[[ Source text open ]]

SJS had not met Yun Taeheon in the past timeline, meaning YTH had no reason to seek him out. I mean, if he did the YTH of then could have easily made a deal with SJS’s guild of the time.
Which also makes the point that the source of SJS’s power isn’t actually power- it’s Knowledge. Experience. Tips and Tricks. The corrupted power in this timeline is new to him, and he is still just a D rank in mana.
That doesn’t make it cheaper or less! He earned every big of his power! He currently knows things no one else knows! He is the best and, by virtue of his extra years of experience, will probably remain the best for, at least, years to come. But when he was learning these tricks, when he was gaining his knowledge, every other weapon creator in the world could have been doing the same thing. Probably some weapon creators with more power, higher rank, better resources, and more time to learn WERE doing the same thing. Despite knowing he’s amazing, even then, he also knew he wasn’t the Best Weapon Creator in the past timeline. (I’m willing to bet he was the Best Weapon Creator COMBATANT, though)

[[ Source text closed ]]

Activity 1 -> In the commentary on SJS, begin at the words that have "Which also makes" and stop after "rank in mana.". Copy that stretch with "D rank" replaced by "C rank".
Activity 2 -> What does the commentary on SJS say is the actual source of his power?

[[ Provided records open ]]

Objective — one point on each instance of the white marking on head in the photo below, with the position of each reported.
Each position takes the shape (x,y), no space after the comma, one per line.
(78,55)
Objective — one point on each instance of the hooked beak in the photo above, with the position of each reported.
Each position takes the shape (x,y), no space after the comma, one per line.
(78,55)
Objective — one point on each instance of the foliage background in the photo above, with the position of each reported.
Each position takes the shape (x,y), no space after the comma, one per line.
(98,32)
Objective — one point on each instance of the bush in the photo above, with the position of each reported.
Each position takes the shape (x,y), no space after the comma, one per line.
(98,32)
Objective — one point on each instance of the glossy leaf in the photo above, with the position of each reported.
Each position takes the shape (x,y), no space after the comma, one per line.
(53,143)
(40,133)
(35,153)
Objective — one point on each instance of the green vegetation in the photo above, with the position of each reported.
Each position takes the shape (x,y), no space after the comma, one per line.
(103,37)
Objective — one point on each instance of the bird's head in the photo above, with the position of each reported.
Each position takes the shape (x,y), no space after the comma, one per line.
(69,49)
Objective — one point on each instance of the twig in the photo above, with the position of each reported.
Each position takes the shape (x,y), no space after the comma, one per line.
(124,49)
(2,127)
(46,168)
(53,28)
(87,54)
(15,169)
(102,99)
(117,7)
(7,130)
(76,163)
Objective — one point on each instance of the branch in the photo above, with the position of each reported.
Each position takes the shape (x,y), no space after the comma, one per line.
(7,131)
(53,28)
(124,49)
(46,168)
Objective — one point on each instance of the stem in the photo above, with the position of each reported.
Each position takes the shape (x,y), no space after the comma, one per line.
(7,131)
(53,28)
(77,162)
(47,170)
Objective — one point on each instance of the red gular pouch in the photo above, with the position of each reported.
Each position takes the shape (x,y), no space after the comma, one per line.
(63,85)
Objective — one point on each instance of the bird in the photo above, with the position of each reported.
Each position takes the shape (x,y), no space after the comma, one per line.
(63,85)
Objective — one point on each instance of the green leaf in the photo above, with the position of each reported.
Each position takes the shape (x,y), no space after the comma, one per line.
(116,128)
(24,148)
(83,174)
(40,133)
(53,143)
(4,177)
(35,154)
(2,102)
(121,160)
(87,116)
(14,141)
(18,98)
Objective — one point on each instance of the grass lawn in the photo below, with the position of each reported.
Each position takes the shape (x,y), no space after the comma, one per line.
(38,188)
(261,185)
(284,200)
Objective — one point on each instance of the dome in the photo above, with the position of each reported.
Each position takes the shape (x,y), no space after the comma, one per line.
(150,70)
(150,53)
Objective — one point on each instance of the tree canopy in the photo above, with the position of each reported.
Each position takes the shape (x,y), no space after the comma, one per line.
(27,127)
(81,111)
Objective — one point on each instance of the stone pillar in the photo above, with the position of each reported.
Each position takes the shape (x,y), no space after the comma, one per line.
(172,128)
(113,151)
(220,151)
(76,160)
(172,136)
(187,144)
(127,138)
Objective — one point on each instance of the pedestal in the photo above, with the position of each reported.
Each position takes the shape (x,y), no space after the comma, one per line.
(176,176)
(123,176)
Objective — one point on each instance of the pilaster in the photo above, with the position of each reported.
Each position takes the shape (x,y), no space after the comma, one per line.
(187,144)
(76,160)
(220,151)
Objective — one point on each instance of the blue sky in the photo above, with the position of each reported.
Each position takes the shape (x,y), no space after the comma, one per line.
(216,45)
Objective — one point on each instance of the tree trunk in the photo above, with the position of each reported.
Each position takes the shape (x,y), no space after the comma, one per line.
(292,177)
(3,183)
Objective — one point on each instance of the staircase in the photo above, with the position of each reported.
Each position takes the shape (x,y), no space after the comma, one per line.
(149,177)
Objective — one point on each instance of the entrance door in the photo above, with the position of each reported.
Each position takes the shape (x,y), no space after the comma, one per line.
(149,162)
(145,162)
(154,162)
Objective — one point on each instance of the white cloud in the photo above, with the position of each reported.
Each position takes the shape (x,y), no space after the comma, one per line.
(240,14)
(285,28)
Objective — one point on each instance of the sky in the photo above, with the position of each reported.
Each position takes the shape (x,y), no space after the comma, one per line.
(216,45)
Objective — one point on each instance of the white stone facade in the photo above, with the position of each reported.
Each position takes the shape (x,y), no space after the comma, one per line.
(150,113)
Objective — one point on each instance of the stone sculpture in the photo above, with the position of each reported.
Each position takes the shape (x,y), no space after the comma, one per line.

[[ Provided records closed ]]

Response 1 ->
Which also makes the point that the source of SJS’s power isn’t actually power- it’s Knowledge. Experience. Tips and Tricks. The corrupted power in this timeline is new to him, and he is still just a C rank in mana.

Response 2 -> Knowledge, experience, and tips and tricks, not actual power.